Aufgaben zum Material:
1. Warum wurde laut Prozessbericht die Öffentlichkeit ausgeschlossen, als Jörg T. sich zu den Vorwürfen äußerte? Antworte in ein bis drei Sätzen.
2. Schreibe aus dem Prozessbericht alles von „Angeklagter hatte sich“ bis hinunter zu „Titel Dr. med.“ genau ab.

Vorgegebener Text:

Das Missbrauchsopfer hatte sich dem Prozess als Nebenkläger angeschlossen. Auch mehrere Mitglieder seiner Familie, darunter seine Mutter, wurden in dem Verfahren als Zeugen gehört. Die Opferfamilie hatte dem Angeklagten, dessen Stiefsohn ähnlich alt ist wie das 2003 geborene Missbrauchsopfer, vertraut.
Angeklagter hatte sich nicht öffentlich zu den Vorwürfen geäußert
Jörg T. residierte in einer feudalen Villa an einer der exklusivsten Straßen Elmshorns. Am Haus prangte auch ein Schild, das den Elmshorner als Privatarzt auswies – inklusive werktäglicher Sprechzeiten. Laut der Arztauskunft im Internet führte der Elmshorner den Titel Dr. med.
Jörg T. hatte sich in dem Verfahren zu den Vorwürfen geäußert. Dafür hatte die Vorsitzende Richterin Rebecca Knof die Öffentlichkeit ausgeschlossen, um die schutzwürdigen Interessen des Angeklagten zu achten.
Jörg T. muss sein Opfer auch finanziell entschädigen
Der wird nicht nur längere Zeit hinter Gitter verbringen, sondern muss das Opfer der sexuellen Übergriffe auch finanziell entschädigen. In einem sogenannten Adhäsionsverfahren, das parallel zum Strafprozess geführt wurde, wurde der Angeklagte unter anderem verpflichtet, alle zukünftigen immateriellen Schäden, die dem Opfer entstehen, zu übernehmen.

Einträge der Sammlung:

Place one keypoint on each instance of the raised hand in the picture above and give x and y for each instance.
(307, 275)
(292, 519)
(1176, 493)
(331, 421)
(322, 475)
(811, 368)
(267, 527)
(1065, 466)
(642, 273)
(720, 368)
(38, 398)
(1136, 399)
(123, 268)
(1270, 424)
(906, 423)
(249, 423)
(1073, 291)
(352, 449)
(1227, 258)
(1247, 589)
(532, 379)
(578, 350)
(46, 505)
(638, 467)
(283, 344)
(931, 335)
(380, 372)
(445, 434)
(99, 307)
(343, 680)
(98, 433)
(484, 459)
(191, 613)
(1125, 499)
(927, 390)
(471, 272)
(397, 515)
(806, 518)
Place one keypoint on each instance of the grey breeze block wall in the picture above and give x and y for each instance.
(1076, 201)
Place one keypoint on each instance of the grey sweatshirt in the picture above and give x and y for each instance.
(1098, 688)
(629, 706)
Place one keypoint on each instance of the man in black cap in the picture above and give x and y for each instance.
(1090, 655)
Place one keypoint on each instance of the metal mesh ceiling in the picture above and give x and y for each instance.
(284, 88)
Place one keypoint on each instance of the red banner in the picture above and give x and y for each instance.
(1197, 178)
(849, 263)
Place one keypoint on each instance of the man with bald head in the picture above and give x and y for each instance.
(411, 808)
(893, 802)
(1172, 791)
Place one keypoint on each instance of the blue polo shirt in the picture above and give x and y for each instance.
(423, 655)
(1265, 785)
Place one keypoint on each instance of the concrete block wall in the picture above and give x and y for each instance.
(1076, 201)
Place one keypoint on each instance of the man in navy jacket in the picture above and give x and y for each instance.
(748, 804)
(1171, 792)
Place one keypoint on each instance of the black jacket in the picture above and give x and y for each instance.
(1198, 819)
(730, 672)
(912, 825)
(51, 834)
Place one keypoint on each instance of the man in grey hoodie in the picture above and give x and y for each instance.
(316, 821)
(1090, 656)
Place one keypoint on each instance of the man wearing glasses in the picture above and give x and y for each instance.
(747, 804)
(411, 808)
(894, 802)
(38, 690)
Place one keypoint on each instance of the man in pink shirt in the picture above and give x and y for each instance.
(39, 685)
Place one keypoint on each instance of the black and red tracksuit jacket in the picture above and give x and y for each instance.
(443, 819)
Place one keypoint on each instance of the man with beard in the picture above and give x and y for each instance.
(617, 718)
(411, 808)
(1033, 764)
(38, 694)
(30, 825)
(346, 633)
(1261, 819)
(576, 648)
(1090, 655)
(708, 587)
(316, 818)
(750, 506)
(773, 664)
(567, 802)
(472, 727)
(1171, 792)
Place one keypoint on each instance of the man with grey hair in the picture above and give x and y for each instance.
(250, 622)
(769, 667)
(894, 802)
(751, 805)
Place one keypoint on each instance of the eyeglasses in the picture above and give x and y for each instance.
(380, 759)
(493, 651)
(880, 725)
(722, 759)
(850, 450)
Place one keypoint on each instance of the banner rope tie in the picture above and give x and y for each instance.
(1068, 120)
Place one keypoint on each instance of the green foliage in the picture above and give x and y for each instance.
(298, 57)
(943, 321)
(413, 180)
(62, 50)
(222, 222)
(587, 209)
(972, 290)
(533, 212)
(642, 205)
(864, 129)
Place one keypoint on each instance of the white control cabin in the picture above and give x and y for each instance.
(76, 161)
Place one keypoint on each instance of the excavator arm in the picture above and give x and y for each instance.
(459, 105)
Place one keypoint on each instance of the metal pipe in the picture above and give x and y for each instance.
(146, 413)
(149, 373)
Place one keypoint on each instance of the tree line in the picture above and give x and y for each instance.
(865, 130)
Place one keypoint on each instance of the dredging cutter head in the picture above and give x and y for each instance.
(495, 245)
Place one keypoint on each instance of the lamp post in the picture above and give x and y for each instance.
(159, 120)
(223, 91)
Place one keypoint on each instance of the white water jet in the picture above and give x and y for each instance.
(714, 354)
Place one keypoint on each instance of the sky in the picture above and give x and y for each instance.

Lösungen:
1. Die Vorsitzende Richterin Rebecca Knof schloss die Öffentlichkeit aus, um die schutzwürdigen Interessen des Angeklagten zu achten.

2.
Angeklagter hatte sich nicht öffentlich zu den Vorwürfen geäußert
Jörg T. residierte in einer feudalen Villa an einer der exklusivsten Straßen Elmshorns. Am Haus prangte auch ein Schild, das den Elmshorner als Privatarzt auswies – inklusive werktäglicher Sprechzeiten. Laut der Arztauskunft im Internet führte der Elmshorner den Titel Dr. med.